▶ **AIM 1**: In the thread about the tangential component of acceleration, list every piece of wording that ends in a question mark.

▶ **EXCERPT**:
>> begin

# find the tangential component of acceleration for the curve

• June 16th 2012, 12:48 PM
icelated
find the tangential component of acceleration for the curve
find the tangential component of acceleration for the curve by

$r(t) = ti + \frac{\sqrt6}{2} t^2j + t^3k$

Would i use this formula?

$a_t = \frac {r'(t) \cdot r''(t)}{ ||r'(t)||}$

and

$a_n = \frac {r'(t) \times r''(t)}{ ||r'(t)||}$

so i find the first prime:

$r'(t) = i + \sqrt {6tj} + 3t^2k$

second prime

$r'(t) = \sqrt {6j} + 6tk$

magnitude

$||r'(t)|| = \sqrt { 1^2 + (\sqrt{6t})^2 +(3t^2)^2 }$

$||r'(t)|| = \sqrt { 1 + {6t^2} + 9t^4 }$

I am not sure how to further reduce the magnitude..

Am i correct so far? and would i multiple $r' \times r''$ now?

Can you help me find $a_t$ and i will worry about $a_n$
• June 16th 2012, 12:56 PM
Reckoner
Re: find the tangential component of acceleration for the curve
Quote:

Originally Posted by icelated
$a_n = \frac {r'(t) \times r''(t)}{ ||r'(t)||}$

No, the numerator should be the magnitude of the cross product.

Your work looks okay so far, except that your sloppy LaTeX makes it a little hard to read (e.g., you've got vectors under radicals). Keep going.

>> end

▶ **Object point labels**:
>> begin

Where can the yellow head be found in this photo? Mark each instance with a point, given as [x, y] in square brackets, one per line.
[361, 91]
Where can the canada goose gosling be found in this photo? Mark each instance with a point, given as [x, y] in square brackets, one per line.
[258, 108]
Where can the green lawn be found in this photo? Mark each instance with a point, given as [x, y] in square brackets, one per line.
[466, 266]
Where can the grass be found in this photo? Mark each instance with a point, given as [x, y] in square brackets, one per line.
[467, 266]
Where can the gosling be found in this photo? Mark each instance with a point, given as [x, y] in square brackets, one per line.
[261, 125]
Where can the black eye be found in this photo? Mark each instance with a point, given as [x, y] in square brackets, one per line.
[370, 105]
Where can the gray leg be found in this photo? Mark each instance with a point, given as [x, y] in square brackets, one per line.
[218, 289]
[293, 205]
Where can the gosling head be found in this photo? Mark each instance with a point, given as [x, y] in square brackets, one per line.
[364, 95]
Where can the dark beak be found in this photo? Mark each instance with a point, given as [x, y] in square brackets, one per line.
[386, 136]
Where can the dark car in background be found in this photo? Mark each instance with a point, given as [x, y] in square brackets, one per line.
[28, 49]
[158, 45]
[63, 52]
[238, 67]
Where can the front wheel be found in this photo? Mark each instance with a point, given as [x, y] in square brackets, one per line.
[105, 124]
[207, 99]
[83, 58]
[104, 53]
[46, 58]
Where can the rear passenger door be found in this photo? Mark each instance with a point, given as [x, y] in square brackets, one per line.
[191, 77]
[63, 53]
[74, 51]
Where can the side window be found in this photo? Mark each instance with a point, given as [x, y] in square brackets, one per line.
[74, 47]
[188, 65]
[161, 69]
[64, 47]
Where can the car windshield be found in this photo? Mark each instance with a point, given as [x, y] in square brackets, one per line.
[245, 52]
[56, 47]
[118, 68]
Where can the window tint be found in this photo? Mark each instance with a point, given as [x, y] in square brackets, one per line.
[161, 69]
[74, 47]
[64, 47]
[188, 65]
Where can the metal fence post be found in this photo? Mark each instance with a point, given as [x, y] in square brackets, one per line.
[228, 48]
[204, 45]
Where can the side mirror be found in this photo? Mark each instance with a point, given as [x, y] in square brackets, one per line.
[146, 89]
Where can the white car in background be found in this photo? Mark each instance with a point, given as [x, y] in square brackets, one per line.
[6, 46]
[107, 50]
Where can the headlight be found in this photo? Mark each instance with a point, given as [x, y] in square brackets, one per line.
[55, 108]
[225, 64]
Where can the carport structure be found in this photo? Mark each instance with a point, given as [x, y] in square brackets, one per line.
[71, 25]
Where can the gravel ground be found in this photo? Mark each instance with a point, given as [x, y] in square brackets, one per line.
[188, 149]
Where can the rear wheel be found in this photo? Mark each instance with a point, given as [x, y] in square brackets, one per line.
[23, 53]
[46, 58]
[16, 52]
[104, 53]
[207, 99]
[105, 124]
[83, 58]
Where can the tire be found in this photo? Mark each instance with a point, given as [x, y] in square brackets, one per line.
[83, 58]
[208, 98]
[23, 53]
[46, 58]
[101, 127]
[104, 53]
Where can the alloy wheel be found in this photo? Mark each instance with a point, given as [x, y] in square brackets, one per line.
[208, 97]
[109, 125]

>> end

▶ **AIM 2**: Recast the entries from the line containing "Where can the tire" through the end of the entries as a Markdown table with columns n and Line, skipping blank lines.

▶ **ANSWER 1**:
- Would i use this formula?
- Am i correct so far?
- and would i multiple $r' \times r''$ now?

▶ **ANSWER 2**:
| n | Line |
|---|---|
| 1 | Where can the tire be found in this photo? Mark each instance with a point, given as [x, y] in square brackets, one per line. |
| 2 | [83, 58] |
| 3 | [208, 98] |
| 4 | [23, 53] |
| 5 | [46, 58] |
| 6 | [101, 127] |
| 7 | [104, 53] |
| 8 | Where can the alloy wheel be found in this photo? Mark each instance with a point, given as [x, y] in square brackets, one per line. |
| 9 | [208, 97] |
| 10 | [109, 125] |